* **WHAT TO PRODUCE**
Each record below should appear again exactly as written.

* **RECORDS FOR PROCESSING**
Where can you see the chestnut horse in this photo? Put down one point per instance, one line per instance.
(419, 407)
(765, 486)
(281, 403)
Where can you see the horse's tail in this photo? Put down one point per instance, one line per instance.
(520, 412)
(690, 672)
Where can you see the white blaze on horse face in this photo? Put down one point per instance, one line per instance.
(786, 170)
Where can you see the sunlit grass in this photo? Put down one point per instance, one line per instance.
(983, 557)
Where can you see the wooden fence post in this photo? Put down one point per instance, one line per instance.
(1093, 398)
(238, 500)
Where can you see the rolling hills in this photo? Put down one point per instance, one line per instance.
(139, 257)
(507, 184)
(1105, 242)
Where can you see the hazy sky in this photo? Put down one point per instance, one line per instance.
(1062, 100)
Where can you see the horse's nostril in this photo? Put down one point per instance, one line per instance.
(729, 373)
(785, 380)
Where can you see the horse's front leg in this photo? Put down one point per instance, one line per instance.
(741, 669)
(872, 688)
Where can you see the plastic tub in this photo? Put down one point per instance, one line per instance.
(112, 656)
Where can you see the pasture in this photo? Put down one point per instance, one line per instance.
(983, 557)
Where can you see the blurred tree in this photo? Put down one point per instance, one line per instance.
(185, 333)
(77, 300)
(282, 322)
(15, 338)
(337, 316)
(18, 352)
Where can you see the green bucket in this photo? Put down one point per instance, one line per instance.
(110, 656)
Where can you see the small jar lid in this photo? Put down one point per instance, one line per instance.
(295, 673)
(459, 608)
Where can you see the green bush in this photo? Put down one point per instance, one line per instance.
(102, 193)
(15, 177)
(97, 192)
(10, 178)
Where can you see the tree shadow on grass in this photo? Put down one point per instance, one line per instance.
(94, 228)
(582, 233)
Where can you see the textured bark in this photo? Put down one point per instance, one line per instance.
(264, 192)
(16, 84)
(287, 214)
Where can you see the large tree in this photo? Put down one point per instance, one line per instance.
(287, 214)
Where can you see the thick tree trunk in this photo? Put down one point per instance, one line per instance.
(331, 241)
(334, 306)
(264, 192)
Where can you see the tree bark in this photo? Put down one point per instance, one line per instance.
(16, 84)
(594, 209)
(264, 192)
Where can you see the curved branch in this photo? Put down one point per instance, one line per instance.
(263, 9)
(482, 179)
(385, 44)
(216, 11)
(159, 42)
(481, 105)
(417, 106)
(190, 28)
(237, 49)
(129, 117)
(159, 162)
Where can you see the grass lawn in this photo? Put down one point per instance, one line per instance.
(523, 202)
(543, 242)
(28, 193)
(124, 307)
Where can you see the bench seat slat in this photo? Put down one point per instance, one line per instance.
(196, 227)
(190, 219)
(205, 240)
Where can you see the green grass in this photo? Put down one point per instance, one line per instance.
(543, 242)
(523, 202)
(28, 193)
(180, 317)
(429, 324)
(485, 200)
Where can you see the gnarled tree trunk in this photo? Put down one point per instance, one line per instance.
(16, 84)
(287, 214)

* **THE ANSWER**
Where can you see the chestnut horse in this photo? Put down one point per instance, one line per instance.
(419, 407)
(765, 486)
(281, 403)
Where can you see the horse's tail in this photo? Put down one point per instance, one line per instance.
(520, 412)
(690, 672)
Where can you see the white blaze on horse face in this photo? Put down one point per instance, one line per instance.
(786, 170)
Where can you see the sunlit grass in this photo? Put down one point per instance, one line per instance.
(983, 557)
Where can you see the wooden fence post in this photo? Put down one point per instance, one line per instance.
(1093, 398)
(238, 500)
Where can you see the rolling hills in this photo? Put down one point per instance, one line per instance.
(139, 257)
(507, 184)
(1105, 242)
Where can you see the hazy sky in this photo? Put down one point per instance, one line per instance.
(1062, 100)
Where can you see the horse's nostril in this photo? Put down one point per instance, one line per instance.
(729, 373)
(785, 380)
Where can you see the horse's front leg in this photo? Put down one point per instance, one line per instance.
(741, 669)
(872, 688)
Where can you see the plastic tub in this photo? Put down one point per instance, one line per instance.
(112, 656)
Where can you see the pasture in this photo? Put down one point per instance, one line per instance.
(983, 557)
Where can you see the blurred tree in this photo? Put down one point per instance, one line per instance.
(185, 333)
(77, 300)
(282, 322)
(15, 338)
(337, 316)
(18, 352)
Where can you see the green bucket in this photo? Put down one point per instance, one line per instance.
(110, 656)
Where can you see the small jar lid in this photo? Put down one point per instance, one line per instance.
(295, 673)
(459, 608)
Where can you see the green bush in this photo? Put down one point per instance, one line per instance.
(102, 193)
(15, 177)
(97, 192)
(10, 178)
Where can you see the tree shadow on grass in this photo? Put down one point per instance, one line per instance.
(94, 228)
(582, 233)
Where can you see the textured bark in this photo? Put down one point per instance, one line per instance.
(264, 192)
(16, 84)
(287, 214)
Where can you see the large tree in this photo? Put down one point per instance, one line per instance.
(287, 214)
Where can you see the thick tree trunk in this photo? Put down one point per instance, one line per instance.
(331, 241)
(334, 306)
(264, 192)
Where can you see the tree bark in this photo? Put down one point per instance, one line per instance.
(16, 84)
(594, 209)
(264, 192)
Where can you see the curved branch in this photo? Put down one point per instance, one line per instance.
(263, 9)
(482, 179)
(385, 44)
(216, 11)
(159, 42)
(481, 105)
(417, 106)
(190, 28)
(237, 49)
(129, 117)
(159, 162)
Where can you see the grass lawn in this photo? Put down one point per instance, one line per instance.
(523, 202)
(543, 242)
(28, 193)
(124, 307)
Where can you see the bench seat slat in this photo? Put down one point per instance, one line per instance.
(196, 227)
(190, 219)
(205, 240)
Where can you see the green grass in this photo? Put down one point per instance, one line per instance.
(543, 242)
(523, 202)
(28, 193)
(180, 317)
(429, 324)
(485, 200)
Where can you see the gnarled tree trunk in this photo? Put down one point per instance, one line per instance.
(16, 84)
(287, 214)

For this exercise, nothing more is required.